**Required action**:
Without the pictures, print the lines from the one holding "Tag the blurred" through the last line below, both included, exactly as they stand.

The data Block Start

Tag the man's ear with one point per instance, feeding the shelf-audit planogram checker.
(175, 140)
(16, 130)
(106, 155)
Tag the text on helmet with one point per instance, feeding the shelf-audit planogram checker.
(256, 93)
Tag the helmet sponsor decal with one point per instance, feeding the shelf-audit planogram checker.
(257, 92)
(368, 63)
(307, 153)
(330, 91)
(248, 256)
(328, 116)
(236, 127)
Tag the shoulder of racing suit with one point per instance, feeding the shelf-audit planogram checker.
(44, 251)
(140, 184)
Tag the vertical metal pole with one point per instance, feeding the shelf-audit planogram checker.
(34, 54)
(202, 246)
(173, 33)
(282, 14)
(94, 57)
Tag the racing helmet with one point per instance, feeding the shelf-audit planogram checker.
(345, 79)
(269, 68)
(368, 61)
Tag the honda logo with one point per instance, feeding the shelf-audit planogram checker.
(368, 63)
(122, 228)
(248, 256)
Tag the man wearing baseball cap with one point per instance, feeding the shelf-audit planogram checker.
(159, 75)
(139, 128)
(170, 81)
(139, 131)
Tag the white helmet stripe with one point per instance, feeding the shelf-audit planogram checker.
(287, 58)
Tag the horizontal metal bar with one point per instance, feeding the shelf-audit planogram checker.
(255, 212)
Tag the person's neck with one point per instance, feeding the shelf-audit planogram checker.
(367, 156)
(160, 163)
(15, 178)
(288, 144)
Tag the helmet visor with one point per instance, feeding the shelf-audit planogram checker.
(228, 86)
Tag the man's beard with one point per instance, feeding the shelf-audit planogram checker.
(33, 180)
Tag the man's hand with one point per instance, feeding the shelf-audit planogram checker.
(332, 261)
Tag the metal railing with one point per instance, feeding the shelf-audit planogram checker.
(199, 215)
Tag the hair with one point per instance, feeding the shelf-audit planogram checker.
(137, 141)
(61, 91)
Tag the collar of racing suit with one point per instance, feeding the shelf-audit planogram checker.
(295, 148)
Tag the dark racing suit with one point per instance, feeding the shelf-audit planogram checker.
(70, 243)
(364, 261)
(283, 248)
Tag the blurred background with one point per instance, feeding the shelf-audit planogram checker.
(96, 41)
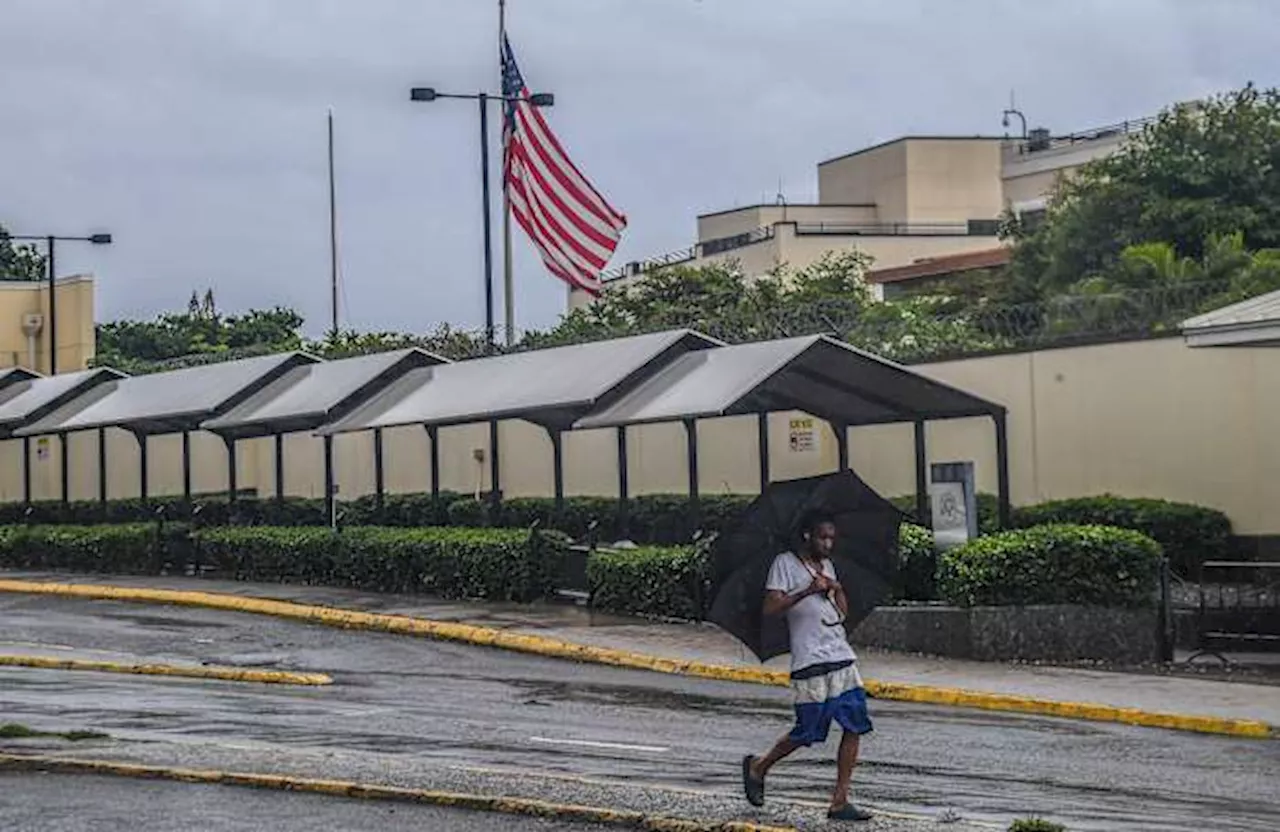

The data Block End

**Answer to the problem**:
Tag the blurred background with one point per instance, feeding the shelf-audit planogram checker.
(96, 41)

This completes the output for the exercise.